Mich. Firefighters Run 5K in Full Gear for Fallen 9/11 Responders
May 19—He thinks of it as bigger than one man finishing a 5k. He is representing thousands of first responders.
He is competing for the 343 firefighters who died on Sept. 11, 2001, and it has given Bob Bates a new reason to run.
"I can't put it into words how big this is," said Bates, a 45-year-old volunteer firefighter in Camden, southwest of Hillsdale.
Bates was the first wearing firefighting gear to finish on Saturday the second Tunnel to Towers 5k at Cascade Falls Park, which raised more than $30,000 to aid catastrophically injured veterans. He completed the course in 22:52, good for eight overall and second in his age group.
The event is one of 60 or more organized across the country in memory of Stephen Siller, an off-duty New York firefighter who, unable to drive, ran about 3.5 miles with 50 pounds of gear toward the World Trade Center, where he died. Siller's siblings established a foundation that builds "smart homes" for injured service members and pays mortgages for families of fallen first responders.
Jan Ganzel, a Blackman-Leoni Township public safety sergeant and New York native, brought the race to Jackson in 2017.
Bates first ran a Tunnel to Tower 5k in Berkley, near Royal Oak, in September. He won among firefighters there too, taking home a golden helmet.
----
EXERCISE: In the article on the Tunnel to Towers 5K, what time did Bob Bates finish the course in?

DATASET:
----
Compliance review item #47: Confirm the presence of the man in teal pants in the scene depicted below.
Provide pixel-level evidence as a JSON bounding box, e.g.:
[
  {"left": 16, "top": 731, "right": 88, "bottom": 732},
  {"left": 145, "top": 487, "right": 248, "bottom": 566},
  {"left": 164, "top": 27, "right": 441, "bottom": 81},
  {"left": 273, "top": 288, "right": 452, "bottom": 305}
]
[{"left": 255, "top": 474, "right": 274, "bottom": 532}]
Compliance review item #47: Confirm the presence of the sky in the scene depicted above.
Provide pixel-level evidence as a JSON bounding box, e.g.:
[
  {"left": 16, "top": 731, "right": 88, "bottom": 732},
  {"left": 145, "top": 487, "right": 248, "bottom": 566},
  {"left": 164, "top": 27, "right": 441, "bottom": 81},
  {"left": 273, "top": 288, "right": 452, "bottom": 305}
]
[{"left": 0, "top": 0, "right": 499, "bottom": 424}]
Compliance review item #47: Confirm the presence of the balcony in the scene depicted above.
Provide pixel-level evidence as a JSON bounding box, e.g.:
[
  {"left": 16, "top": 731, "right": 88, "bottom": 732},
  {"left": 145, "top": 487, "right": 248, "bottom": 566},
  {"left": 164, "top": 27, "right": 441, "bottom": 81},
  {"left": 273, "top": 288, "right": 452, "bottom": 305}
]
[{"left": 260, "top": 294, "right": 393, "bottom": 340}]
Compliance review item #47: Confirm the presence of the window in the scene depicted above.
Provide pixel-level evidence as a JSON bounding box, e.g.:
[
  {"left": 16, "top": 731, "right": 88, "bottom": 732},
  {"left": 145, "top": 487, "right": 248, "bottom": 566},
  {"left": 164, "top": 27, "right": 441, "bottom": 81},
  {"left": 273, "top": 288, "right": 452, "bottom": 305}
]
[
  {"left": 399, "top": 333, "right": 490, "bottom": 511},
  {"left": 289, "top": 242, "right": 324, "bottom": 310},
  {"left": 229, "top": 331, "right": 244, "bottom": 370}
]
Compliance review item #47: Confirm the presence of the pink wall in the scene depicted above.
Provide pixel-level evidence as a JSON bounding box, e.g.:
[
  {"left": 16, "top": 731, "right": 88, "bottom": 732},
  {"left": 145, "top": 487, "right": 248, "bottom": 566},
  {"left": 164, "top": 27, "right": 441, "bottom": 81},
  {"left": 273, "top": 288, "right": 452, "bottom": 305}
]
----
RESPONSE BELOW: 22:52